- _Data on locating named things_:
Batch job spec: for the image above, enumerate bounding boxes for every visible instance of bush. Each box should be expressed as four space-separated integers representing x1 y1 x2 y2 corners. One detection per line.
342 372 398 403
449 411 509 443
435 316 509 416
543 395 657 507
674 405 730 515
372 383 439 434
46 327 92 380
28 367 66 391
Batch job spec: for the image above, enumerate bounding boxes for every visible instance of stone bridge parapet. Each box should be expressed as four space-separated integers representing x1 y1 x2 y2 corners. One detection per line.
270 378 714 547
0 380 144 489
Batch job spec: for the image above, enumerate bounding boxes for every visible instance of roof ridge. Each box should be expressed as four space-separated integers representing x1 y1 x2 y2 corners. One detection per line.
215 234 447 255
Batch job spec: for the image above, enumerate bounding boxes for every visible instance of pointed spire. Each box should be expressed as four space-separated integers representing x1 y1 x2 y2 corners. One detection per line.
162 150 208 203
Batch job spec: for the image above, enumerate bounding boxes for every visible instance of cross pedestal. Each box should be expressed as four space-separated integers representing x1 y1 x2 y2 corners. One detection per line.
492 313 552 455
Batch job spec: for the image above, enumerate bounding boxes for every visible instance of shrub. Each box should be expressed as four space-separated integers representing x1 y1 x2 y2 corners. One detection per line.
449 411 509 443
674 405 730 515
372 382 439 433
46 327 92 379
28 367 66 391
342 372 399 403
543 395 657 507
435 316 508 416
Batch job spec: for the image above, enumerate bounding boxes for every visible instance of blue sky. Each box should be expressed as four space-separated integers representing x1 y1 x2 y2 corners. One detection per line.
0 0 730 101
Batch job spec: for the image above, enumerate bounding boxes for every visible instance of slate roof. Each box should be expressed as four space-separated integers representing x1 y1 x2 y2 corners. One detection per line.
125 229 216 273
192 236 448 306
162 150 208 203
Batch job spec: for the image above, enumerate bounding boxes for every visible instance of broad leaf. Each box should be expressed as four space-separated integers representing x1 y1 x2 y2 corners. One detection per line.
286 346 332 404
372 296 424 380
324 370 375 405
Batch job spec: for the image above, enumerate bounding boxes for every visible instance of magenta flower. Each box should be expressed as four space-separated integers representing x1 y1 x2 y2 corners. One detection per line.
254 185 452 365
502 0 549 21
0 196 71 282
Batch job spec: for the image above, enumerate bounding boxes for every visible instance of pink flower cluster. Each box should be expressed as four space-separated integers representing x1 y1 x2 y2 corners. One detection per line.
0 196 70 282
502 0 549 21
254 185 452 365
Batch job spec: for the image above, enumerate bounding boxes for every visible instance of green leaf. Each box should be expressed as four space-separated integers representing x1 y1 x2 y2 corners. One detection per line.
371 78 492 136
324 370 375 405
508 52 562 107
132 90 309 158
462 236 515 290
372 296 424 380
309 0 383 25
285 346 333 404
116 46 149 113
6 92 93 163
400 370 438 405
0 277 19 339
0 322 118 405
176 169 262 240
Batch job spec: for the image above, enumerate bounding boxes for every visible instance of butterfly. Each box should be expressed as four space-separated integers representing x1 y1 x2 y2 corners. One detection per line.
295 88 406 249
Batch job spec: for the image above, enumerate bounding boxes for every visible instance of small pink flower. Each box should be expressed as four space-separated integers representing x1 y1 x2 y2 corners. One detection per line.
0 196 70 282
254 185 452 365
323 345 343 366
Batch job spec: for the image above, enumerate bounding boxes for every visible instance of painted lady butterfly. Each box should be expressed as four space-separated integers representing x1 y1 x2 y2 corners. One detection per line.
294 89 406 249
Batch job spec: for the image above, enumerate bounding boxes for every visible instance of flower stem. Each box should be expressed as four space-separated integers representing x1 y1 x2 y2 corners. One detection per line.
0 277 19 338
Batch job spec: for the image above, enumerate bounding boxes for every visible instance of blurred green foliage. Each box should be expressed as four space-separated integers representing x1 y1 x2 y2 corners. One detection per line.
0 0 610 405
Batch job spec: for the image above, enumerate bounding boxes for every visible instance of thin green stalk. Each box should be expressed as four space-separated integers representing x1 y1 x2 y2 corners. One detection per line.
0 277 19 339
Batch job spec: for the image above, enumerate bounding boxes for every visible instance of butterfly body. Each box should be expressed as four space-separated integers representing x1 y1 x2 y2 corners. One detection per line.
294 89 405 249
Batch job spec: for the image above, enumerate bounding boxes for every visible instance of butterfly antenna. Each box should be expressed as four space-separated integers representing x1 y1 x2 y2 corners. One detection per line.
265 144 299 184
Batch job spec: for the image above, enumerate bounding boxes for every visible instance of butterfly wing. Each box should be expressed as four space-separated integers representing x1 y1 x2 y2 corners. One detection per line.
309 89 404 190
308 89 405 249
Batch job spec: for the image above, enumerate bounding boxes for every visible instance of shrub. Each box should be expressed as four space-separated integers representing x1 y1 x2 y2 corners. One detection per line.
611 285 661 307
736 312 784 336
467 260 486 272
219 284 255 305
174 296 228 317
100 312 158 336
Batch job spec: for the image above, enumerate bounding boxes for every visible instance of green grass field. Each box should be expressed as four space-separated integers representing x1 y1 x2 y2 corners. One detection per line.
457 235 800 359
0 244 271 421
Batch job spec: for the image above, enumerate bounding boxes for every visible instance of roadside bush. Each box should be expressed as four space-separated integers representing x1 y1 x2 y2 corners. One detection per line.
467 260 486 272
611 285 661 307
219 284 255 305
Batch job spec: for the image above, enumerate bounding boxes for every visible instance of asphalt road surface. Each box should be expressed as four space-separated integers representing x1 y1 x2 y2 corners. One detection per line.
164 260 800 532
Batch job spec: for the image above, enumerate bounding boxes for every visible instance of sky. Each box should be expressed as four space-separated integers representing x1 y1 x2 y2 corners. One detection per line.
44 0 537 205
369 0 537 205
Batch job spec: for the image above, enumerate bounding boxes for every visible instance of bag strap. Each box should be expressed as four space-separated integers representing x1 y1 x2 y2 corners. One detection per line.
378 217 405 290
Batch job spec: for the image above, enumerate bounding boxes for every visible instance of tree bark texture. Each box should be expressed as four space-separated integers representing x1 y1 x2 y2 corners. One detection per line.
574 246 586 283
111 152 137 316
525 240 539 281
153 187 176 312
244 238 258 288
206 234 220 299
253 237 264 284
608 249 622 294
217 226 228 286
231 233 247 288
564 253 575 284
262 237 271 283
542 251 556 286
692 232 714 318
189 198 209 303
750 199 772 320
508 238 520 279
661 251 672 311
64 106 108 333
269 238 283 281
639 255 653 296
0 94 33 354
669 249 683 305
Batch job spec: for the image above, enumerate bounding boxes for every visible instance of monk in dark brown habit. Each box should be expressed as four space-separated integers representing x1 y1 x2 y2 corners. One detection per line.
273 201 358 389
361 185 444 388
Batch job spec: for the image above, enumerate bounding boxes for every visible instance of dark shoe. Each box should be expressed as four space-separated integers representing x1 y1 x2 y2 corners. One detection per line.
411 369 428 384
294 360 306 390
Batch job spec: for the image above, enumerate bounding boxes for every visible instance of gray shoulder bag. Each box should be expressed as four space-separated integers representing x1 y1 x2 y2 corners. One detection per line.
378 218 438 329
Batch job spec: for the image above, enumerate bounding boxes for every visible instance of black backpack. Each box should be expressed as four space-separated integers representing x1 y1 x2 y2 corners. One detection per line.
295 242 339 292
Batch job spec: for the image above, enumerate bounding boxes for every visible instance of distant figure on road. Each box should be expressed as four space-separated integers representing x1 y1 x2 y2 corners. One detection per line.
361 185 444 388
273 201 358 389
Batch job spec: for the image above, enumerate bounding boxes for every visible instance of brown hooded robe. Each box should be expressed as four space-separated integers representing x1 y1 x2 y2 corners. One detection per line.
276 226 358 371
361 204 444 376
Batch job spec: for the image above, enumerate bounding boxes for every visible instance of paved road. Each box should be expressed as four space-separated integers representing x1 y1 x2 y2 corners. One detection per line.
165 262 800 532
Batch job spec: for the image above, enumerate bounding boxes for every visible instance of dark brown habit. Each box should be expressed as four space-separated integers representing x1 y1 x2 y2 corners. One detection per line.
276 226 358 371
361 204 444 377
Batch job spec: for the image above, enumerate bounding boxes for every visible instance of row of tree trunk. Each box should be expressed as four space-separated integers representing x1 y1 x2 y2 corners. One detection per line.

- _GIVEN EXERCISE_: Scale the data above, beginning at the line that has "instance of stone" and stopping after the line that has "215 234 447 255". Write out every line of that stretch again, leaving the wording lines unchanged and multiplying each box coordinate by 1.15, rounded to a whole number with halves going up.

- _RESULT BELOW_:
Batch job spec: for the image above, enumerate bounding boxes for every visible instance of stone bridge parapet. Each box should be expressed as four space-separated integers representing x1 y1 x2 y2 corners. One detection per line.
311 435 821 629
0 437 166 562
Batch job spec: for the image above, enumerate bounding boxes for every visible instance of roof ridge. Each box should be expressed as four space-separated integers representing x1 y1 x2 y2 corners. One detection per line.
247 269 514 293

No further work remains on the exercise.